[Object detection data]
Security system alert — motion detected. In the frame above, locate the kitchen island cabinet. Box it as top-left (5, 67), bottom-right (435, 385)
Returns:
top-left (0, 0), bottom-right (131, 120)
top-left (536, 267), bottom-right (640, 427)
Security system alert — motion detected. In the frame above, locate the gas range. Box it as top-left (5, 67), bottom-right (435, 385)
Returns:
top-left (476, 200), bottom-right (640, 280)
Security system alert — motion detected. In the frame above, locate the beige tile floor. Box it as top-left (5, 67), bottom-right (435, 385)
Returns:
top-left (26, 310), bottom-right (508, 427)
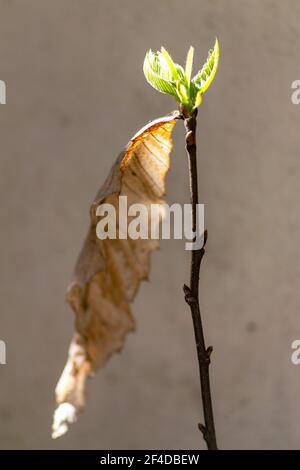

Task requirements:
Copy every row above word for word, leaving out the pictures.

Exercise result:
Security system alert — motion detected. In the frame above, locate the kitchen island cabinet. Box it as top-left (5, 67), bottom-right (435, 385)
Returns:
top-left (0, 0), bottom-right (131, 120)
top-left (536, 267), bottom-right (640, 427)
Security system alert — motion detected. In the frame above, locate the gas range. Box it as top-left (5, 67), bottom-right (435, 385)
Returns:
top-left (476, 200), bottom-right (640, 280)
Security system alert — motion detected. In the frame above, locate the beige tile floor. Box it as top-left (5, 67), bottom-right (435, 385)
Returns:
top-left (26, 310), bottom-right (508, 427)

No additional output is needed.